◆ Görevler:
a) İstanbul yazısında "Terskose sağsalim İstanbul'a" ile başlayıp "yaptıklarımı aşağıya sıralayacağım." ifadesine kadar süren bölümü harfiyen yazıya geçirin.
b) İstanbul yazısına göre Boğaz'a kaç köprü daha yapılmasına karar verilmiş?
c) İstanbul yazısında "#" işaretiyle sıralanan yol yaşantılarının hepsini lütfen listeleyin.

◆ Verilen Metin:
Mayıs 30, 2006

İstanbul'u Fetheden İlk Terskose

Terskose sağsalim İstanbul'a vardı! Dırıdıdım! Günlerdir ya staja gidiyor, ya cafeye gidiyor, ya da yorgun oluyor bu yüzden daha erken yazamadı. Özrünü unutmadı tam buraya iliştiriyor; özür dilerim.

Yol günlüğü mü denir bilmiyorum ben yol yaşantıları demeyi uygun gördüm. Şöyle ki otobüste yaşadıklarım sonucunda kafamda şekillen birkaç şeyi ve yaptıklarımı aşağıya sıralayacağım.

#Viyadükleri Boğaz köprüleri sanan insanlara "hıh, ne kadar salaksınız" bakışı attım.
# Boğaz'a 7 köprü daha yapılmasına karar verdim.
# Gördüğüm 10 arabadan 4'ü siyah camlı olduğu için İstanbul'un ünlüymüş gibi gözüken ünsüzler şehri olduğunun farkında vardım.
# Ve İstanbul için; minareler ve gökdelenler şehri yakıştırmasını yaptım.

◆ Sağlanan Malzeme:
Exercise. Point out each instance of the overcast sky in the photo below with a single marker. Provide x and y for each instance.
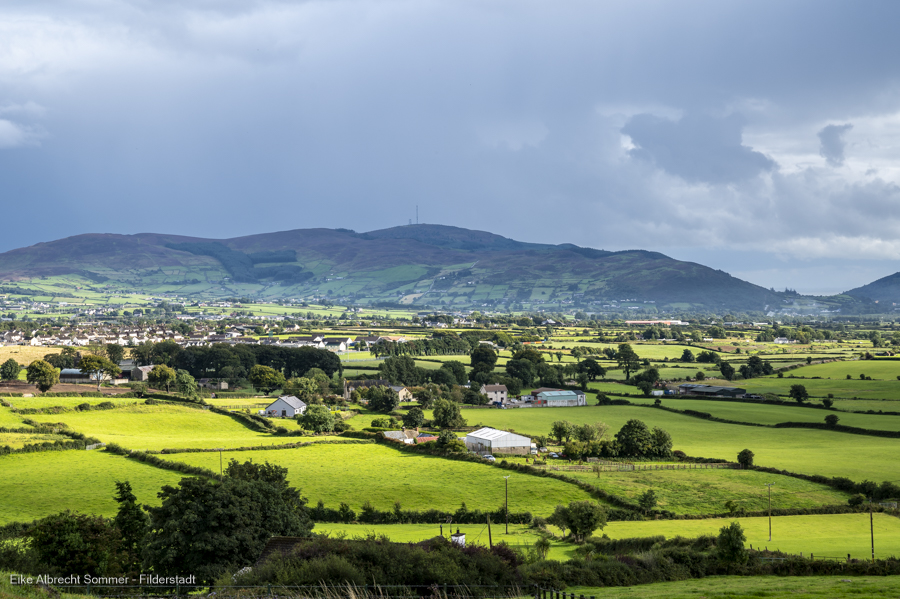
(761, 138)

◆ Çözümler:
a)
Terskose sağsalim İstanbul'a vardı! Dırıdıdım! Günlerdir ya staja gidiyor, ya cafeye gidiyor, ya da yorgun oluyor bu yüzden daha erken yazamadı. Özrünü unutmadı tam buraya iliştiriyor; özür dilerim.

Yol günlüğü mü denir bilmiyorum ben yol yaşantıları demeyi uygun gördüm. Şöyle ki otobüste yaşadıklarım sonucunda kafamda şekillen birkaç şeyi ve yaptıklarımı aşağıya sıralayacağım.

b) 7 köprü daha yapılmasına karar verilmiş.

c)
- Viyadükleri Boğaz köprüleri sanan insanlara "hıh, ne kadar salaksınız" bakışı attım.
- Boğaz'a 7 köprü daha yapılmasına karar verdim.
- Gördüğüm 10 arabadan 4'ü siyah camlı olduğu için İstanbul'un ünlüymüş gibi gözüken ünsüzler şehri olduğunun farkında vardım.
- İstanbul için; minareler ve gökdelenler şehri yakıştırmasını yaptım.